Exercise
Your task is to restate word for word the line containing "Target: green plant" and each line that follows it in the listing, and only those.

Material provided
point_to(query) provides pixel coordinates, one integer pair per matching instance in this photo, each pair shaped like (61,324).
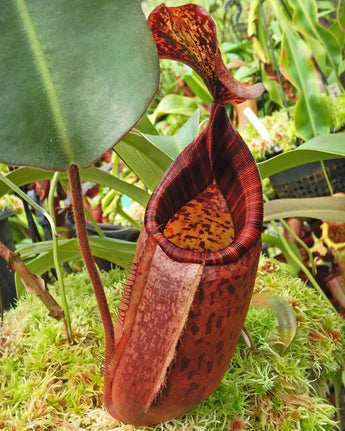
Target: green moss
(47,385)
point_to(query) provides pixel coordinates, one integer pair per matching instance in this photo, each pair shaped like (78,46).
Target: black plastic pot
(8,294)
(308,180)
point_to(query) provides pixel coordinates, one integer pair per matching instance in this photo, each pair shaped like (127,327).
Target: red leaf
(188,34)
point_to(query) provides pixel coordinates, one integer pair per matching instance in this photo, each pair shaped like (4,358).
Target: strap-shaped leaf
(75,77)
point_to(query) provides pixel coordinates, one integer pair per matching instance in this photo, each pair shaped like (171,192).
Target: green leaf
(312,117)
(338,28)
(27,175)
(119,252)
(325,47)
(197,85)
(277,242)
(331,208)
(144,158)
(173,145)
(75,78)
(174,104)
(319,148)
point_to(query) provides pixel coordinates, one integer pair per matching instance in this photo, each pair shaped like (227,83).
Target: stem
(93,222)
(53,185)
(30,201)
(80,224)
(276,67)
(324,171)
(301,243)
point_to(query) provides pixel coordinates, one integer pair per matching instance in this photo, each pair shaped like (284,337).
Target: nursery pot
(7,285)
(308,180)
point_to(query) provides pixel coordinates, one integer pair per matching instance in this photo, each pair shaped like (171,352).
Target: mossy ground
(47,384)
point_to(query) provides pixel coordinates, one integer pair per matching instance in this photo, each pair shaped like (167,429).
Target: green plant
(295,39)
(46,383)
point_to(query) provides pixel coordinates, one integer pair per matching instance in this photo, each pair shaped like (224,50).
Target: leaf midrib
(45,75)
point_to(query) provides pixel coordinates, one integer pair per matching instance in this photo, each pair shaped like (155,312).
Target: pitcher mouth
(217,157)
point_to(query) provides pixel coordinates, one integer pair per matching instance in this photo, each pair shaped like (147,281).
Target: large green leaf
(75,77)
(119,252)
(331,208)
(144,158)
(324,45)
(174,104)
(173,145)
(26,175)
(312,116)
(319,148)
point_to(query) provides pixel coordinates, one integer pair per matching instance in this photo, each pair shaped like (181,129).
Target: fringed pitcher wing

Completed task
Target: green plant
(295,39)
(46,383)
point_to(query) provides pixel coordinates, one integer pair per matching instance in this photo, each pair shaped like (224,50).
Target: leaf midrib
(45,75)
point_to(query) provides pixel coordinates, one integer pair per matching instance in this photo, each pair shaped like (155,312).
Target: pitcher mouth
(217,157)
point_to(query) provides pixel coordinates, one integer pair per matching instance in this photo, each pair shaped like (147,281).
Target: large green leaf
(75,77)
(119,252)
(331,208)
(144,158)
(324,45)
(174,104)
(173,145)
(26,175)
(312,116)
(319,148)
point_to(query) provides pixel coordinates, one integer pair per matching instance in this photo, each pair shaped like (181,129).
Target: fringed pitcher wing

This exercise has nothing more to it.